WHAT THIS TASK INVOLVES> Reproduce every line of the listing below verbatim, altering nothing.

DATA SHOWN>
= = = =
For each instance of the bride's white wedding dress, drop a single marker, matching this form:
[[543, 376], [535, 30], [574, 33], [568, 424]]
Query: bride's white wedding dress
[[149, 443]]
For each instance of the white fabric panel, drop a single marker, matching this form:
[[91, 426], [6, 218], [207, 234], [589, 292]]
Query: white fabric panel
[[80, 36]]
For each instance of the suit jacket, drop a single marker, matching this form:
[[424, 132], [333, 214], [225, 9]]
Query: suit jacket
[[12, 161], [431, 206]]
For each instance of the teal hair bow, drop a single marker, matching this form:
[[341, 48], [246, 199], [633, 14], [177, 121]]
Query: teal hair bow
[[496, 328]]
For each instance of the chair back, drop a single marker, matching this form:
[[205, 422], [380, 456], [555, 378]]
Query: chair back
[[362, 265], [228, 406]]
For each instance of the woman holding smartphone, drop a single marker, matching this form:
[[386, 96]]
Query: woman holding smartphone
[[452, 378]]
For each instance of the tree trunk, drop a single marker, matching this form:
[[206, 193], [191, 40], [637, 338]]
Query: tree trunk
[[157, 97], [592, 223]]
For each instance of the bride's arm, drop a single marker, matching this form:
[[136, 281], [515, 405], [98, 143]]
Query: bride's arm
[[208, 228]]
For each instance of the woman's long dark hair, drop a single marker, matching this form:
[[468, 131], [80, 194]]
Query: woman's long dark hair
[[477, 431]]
= = = =
SOLUTION FOR THIS EXERCISE>
For each instance of the bride's white wedding dress, drop a single marker, matching this form:
[[543, 376], [535, 30], [574, 33], [568, 424]]
Query: bride's white wedding dress
[[149, 443]]
For each instance of the white fabric panel, drop a single marker, matching this form:
[[91, 426], [6, 218], [207, 234], [589, 292]]
Query: white fabric panel
[[80, 36]]
For each instance of the suit jacket, drop a single marker, matching this form:
[[424, 132], [333, 214], [225, 9]]
Query: suit jacket
[[12, 161], [431, 206]]
For each instance of the teal hair bow, drop a single marker, matching this form:
[[341, 48], [246, 199], [633, 14], [177, 121]]
Query: teal hair bow
[[496, 328]]
For each instance of the chair back, drop a single marker, matching this form:
[[205, 422], [380, 456], [555, 378]]
Query: chair back
[[362, 265], [228, 406]]
For each instance of the woman holding smartphone, drop a single marker, matching this form:
[[386, 96]]
Query: woman holding smartphone
[[452, 378]]
For each instance of the tree trunk, drop a single marker, matching this form:
[[206, 193], [191, 40], [637, 338]]
Query: tree trunk
[[157, 97], [592, 223]]
For each instance of the bride's arm, drop a single marker, matching this form:
[[136, 281], [515, 405], [98, 143]]
Query: bride's arm
[[208, 228]]
For each instance of the woman's long dark hair, drop a single marker, matching this form:
[[468, 131], [80, 194]]
Query: woman's long dark hair
[[477, 431]]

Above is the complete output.